start Exercise materials
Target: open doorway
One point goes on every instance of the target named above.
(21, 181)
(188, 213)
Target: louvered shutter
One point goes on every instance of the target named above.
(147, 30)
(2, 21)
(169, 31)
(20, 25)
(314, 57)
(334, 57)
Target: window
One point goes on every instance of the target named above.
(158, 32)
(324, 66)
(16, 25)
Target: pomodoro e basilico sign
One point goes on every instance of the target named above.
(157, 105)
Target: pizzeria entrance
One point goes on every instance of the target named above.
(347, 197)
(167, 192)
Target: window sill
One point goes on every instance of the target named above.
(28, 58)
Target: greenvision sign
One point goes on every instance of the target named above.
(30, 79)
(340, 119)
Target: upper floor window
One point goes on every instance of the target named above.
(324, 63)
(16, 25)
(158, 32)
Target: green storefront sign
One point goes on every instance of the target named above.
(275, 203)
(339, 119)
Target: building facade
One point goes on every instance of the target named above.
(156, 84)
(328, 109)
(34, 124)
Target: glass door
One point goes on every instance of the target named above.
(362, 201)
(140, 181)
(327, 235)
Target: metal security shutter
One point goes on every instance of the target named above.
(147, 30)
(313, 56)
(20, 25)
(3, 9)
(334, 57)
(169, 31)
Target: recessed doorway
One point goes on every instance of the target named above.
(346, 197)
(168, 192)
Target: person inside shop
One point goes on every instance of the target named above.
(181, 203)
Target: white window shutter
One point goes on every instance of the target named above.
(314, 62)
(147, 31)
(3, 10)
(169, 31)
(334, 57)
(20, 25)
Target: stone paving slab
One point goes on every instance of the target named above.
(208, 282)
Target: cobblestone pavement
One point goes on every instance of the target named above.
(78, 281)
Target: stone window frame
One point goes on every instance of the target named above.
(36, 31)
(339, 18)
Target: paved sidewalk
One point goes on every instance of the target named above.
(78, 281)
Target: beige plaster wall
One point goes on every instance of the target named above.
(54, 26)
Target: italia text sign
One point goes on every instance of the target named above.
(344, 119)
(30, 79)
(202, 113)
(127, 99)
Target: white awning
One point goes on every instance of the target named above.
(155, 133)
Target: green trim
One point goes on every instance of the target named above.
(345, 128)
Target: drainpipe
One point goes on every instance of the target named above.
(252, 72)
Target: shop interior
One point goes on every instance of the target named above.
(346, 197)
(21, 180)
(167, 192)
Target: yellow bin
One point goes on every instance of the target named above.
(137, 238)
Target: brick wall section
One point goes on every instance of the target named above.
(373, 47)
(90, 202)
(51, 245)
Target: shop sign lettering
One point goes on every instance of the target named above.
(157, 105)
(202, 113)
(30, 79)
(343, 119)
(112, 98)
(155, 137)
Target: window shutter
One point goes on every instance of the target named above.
end Exercise materials
### [Exercise instructions]
Set down, unchanged, the line that contains "Target: person inside shop" together with every later line in the records, through the last one.

### [Solution below]
Target: person inside shop
One point goes on every instance of the target named above.
(181, 203)
Target: white window shutter
One point goes on every instance of the target named above.
(314, 62)
(147, 31)
(3, 10)
(169, 31)
(334, 57)
(20, 25)
Target: stone paving slab
One point goes on every instance of the target named above.
(208, 282)
Target: cobblestone pavement
One point goes on every instance of the target named above.
(78, 281)
Target: stone window frame
One point goes on every instance of the target named above.
(36, 31)
(339, 18)
Target: paved sidewalk
One point goes on every instance of the target named above.
(78, 281)
Target: beige plaster wall
One point goes on every instance of the target named above.
(54, 26)
Target: italia text sign
One point goes on every instance of the target named above.
(344, 119)
(30, 79)
(202, 113)
(127, 99)
Target: white awning
One point goes on every instance of the target named above.
(155, 133)
Target: green trim
One point goes on every instance of the target named above.
(345, 128)
Target: drainpipe
One point goes on every instance of the target named above.
(252, 72)
Target: shop interior
One point goes on every instance of the target named above.
(346, 197)
(21, 180)
(167, 192)
Target: yellow bin
One point goes on every instance of the target named above.
(137, 238)
Target: brick wall section
One point goes on every instance of the target named above.
(373, 47)
(90, 202)
(51, 245)
Target: shop sign lettering
One point goes on every instance of the target named above.
(157, 105)
(202, 113)
(30, 79)
(343, 119)
(112, 98)
(155, 137)
Target: window shutter
One point goes on every instance of the target named above.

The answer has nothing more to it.